### [Parts of the exercise]
a) Answer yes or no for whether each statement agrees with the text below about depression and heart disease, and quote the text's deciding words exactly for each. (i) Stanford Neuromodulation Therapy compresses 7.5 months of traditional TMS treatment into an intensive protocol. (ii) Williams holds that the chemical imbalance theory of depression is correct. (iii) The ayahuasca study on recidivism took place in an American prison.
b) Continue the text below about depression as a heart disease risk factor, picking up after its final sentence.

### [Text provided]

■ ■ ■ ■

American Heart Association Adds Depression as Fourth Major Risk Factor for Heart Disease
"Recently, the American Heart Association added depression as the fourth major risk factor for coronary artery disease, right? So alongside the risk factors that we know: hypertension, high blood pressure, hyperlipidemia, high cholesterol, and diabetes, you know, high blood sugar. Those three have been on the list for a long time, and depression ended up, you know, being added to the list as the fourth one."
About this episode
In this Huberman Lab Essentials episode, host Andrew Huberman interviewed Dr. Nolan Williams, a Stanford psychiatrist and neurologist specializing in treatment-resistant depression and brain stimulation technologies. The conversation centered on revolutionary approaches to treating severe depression, particularly Williams' Stanford Neuromodulation Therapy (SNT), which achieves 60-90% remission rates within 1-5 days by compressing 7.5 months of traditional TMS treatment into an intensive protocol. Williams revealed the American Heart Association recently added depression as the fourth major cardiovascular risk factor alongside hypertension, cholesterol, and diabetes, underscoring depression's systemic health impact. The discussion challenged foundational psychiatric assumptions, with Williams explicitly stating the chemical imbalance theory is false and proposing 'Psychiatry 3.0' focused on correctable brain circuits rather than serotonin deficits or irreversible childhood trauma. Williams presented first-in-human ibogaine research with Navy SEALs and special forces veterans, reporting dramatic resolution of moral injury and PTSD symptoms after 24-36 hour sessions described as 'ten years of psychotherapy in a night.' The conversation covered psilocybin trials showing two-thirds clinical improvement in depression, MDMA's efficacy for PTSD with effects lasting years, and a Brazilian prison study demonstrating ayahuasca reduced recidivism rates. Williams emphasized these substances should never be recreational and require strict medical supervision, positioning psychedelic-assisted therapy as a potential breakthrough combining drug effects with psychotherapeutic processing. Throughout, he stressed the importance of rigorous clinical trials and treating depression as a fixable electrophysiological problem rather than permanent deficiency.

■ ■ ■ ■

### [Entries provided]
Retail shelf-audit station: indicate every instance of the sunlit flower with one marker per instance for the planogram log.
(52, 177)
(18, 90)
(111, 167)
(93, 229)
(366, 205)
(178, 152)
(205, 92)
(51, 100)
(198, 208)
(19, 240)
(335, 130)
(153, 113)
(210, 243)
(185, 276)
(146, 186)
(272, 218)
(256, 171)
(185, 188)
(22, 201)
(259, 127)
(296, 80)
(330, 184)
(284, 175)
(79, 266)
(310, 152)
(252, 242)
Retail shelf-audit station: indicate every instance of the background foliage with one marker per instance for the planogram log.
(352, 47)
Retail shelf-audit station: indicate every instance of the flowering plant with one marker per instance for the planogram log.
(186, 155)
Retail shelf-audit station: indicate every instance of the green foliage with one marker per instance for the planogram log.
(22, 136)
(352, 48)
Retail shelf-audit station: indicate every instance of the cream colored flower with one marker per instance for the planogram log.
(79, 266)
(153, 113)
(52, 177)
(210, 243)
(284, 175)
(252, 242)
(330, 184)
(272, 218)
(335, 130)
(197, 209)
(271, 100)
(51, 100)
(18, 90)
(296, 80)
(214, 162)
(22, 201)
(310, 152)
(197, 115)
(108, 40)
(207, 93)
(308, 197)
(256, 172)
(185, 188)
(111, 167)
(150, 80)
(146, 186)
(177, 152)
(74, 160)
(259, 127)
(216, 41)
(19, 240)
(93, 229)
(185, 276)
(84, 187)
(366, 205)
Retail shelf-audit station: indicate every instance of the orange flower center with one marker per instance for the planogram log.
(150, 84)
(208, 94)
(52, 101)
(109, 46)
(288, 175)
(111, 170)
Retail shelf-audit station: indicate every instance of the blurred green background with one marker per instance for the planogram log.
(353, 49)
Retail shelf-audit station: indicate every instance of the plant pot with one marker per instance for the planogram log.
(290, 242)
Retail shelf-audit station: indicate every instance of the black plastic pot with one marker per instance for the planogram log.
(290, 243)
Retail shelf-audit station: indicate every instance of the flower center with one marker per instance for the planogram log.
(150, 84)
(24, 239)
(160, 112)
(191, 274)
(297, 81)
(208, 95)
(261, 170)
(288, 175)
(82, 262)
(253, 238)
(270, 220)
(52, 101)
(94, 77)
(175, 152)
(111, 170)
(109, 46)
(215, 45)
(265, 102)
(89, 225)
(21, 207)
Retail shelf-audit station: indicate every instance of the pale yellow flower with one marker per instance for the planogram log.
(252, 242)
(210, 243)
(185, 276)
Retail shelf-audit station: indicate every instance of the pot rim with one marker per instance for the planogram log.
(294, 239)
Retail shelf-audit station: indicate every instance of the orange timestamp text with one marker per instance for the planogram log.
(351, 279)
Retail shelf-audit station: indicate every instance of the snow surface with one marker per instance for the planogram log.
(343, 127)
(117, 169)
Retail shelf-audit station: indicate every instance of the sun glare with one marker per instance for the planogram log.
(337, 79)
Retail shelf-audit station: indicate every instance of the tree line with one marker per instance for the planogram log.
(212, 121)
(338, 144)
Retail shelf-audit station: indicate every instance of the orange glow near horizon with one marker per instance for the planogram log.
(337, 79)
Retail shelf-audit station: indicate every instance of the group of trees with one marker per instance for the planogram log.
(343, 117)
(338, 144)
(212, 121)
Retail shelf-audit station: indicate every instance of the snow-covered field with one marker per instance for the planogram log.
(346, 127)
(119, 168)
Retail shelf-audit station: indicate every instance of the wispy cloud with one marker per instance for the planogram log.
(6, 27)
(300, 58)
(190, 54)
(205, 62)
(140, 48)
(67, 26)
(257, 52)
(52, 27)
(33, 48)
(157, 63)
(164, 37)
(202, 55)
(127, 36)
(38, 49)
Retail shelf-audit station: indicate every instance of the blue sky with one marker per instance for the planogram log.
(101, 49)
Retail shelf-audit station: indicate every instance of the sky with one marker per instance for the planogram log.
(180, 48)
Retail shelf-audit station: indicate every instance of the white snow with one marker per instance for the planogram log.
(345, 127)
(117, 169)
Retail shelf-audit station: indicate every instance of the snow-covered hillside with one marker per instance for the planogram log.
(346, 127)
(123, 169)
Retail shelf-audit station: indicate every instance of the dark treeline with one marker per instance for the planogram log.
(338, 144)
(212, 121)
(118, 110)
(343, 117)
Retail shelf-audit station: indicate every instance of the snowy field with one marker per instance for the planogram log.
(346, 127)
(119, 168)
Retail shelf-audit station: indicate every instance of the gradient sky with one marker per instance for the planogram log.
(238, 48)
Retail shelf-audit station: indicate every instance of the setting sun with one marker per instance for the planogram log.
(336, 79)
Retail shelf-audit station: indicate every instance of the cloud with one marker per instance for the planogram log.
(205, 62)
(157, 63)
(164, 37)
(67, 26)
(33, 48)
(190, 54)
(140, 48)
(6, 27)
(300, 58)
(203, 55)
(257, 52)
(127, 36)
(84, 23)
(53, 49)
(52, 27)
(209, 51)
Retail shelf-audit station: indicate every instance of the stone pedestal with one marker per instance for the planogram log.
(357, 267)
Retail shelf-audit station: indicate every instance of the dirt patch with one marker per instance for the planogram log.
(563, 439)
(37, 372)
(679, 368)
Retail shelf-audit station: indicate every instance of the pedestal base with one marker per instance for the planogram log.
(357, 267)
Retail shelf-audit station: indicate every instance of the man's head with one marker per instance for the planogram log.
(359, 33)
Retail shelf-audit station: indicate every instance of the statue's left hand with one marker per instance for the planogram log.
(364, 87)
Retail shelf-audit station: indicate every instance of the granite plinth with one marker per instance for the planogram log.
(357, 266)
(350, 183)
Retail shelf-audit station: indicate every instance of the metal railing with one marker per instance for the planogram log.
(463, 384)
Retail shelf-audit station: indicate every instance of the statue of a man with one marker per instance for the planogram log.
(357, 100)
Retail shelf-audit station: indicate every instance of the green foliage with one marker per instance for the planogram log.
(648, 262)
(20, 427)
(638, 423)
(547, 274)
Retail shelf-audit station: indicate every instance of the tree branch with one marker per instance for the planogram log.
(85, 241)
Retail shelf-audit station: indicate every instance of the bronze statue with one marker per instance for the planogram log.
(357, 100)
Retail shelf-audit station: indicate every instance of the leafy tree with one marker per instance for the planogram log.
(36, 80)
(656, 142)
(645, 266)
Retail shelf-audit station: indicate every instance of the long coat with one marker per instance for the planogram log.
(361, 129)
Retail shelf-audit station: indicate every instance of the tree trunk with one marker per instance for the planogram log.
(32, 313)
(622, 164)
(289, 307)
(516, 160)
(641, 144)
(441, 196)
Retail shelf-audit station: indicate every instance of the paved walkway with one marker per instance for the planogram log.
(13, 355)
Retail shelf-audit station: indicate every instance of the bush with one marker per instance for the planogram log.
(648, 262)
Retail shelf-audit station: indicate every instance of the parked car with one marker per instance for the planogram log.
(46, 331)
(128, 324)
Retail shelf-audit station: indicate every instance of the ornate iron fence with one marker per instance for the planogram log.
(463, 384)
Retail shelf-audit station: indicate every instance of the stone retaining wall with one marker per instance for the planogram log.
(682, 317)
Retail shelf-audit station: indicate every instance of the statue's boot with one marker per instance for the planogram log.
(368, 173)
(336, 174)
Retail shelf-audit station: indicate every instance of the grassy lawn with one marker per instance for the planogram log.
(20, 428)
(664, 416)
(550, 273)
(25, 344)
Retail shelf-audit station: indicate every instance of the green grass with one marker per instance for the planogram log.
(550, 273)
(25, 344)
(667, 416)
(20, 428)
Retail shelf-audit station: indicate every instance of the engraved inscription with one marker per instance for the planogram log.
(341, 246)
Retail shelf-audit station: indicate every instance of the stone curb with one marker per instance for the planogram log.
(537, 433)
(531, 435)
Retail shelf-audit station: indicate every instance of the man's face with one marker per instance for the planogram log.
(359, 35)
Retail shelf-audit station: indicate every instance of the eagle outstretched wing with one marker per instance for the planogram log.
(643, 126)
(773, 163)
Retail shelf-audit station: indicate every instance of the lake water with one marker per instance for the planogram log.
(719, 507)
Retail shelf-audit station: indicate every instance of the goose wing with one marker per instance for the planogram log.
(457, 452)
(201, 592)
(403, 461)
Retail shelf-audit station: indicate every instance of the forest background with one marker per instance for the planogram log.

■ ■ ■ ■

### [Answers]
a)
(i) Yes: "by compressing 7.5 months of traditional TMS treatment into an intensive protocol"
(ii) No: "Williams explicitly stating the chemical imbalance theory is false"
(iii) No: "a Brazilian prison study demonstrating ayahuasca reduced recidivism rates"

b)
Key takeaways
- Williams' Stanford accelerated TMS protocol achieves 60-90% depression remission within 5 days by delivering 90 minutes of stimulation hourly across 50 total hours.
- First human ibogaine study with special forces veterans shows dramatic relief from moral injury and PTSD after 24-36 hour sessions inducing life review and self-forgiveness.
- American Heart Association recently added depression as the fourth major risk factor for heart disease alongside hypertension, cholesterol, and diabetes.
- Williams explicitly rejected the chemical imbalance theory of depression, stating psychiatry has long known it's false and proposing circuit-based 'Psychiatry 3.0' model.
- Brazilian prison research found ayahuasca sessions statistically reduced recidivism rates compared to control groups, suggesting behavioral change mechanisms.
- Psilocybin trials show two-thirds clinical improvement in treatment-resistant depression, with MDMA demonstrating similar efficacy for PTSD with multi-year durability.
- TMS research demonstrates direct brain-heart connections, with stimulation over mood regions capable of decelerating heart rate and affecting cardiac function.